[Data items]
↓↓↓
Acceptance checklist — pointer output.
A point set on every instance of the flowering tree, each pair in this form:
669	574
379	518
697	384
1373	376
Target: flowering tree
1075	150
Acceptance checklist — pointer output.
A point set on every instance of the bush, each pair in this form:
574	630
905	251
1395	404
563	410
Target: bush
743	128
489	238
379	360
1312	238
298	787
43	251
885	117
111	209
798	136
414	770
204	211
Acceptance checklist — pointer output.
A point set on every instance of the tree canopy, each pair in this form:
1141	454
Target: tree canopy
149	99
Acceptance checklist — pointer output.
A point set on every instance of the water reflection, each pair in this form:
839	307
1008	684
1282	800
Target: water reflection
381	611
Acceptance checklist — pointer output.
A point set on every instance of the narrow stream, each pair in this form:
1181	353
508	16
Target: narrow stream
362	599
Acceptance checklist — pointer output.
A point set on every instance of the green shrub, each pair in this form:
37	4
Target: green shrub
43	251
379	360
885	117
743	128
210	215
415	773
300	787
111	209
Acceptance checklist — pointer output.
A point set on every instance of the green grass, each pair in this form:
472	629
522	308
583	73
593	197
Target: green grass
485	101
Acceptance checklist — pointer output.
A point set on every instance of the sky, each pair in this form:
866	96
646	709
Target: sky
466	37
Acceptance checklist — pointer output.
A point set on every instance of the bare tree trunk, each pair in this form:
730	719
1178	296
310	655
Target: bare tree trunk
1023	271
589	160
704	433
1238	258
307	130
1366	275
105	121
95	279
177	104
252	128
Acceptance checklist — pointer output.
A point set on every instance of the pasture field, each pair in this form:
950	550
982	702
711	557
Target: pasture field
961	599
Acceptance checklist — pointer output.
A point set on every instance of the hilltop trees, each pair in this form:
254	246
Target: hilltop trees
↑↑↑
▶ Goal of the exercise
From the records above, return each line that includes "trees".

▶ Result of this exercise
A point set on every instance of the hilltop trees, each pair in this form:
Target: hilltop trees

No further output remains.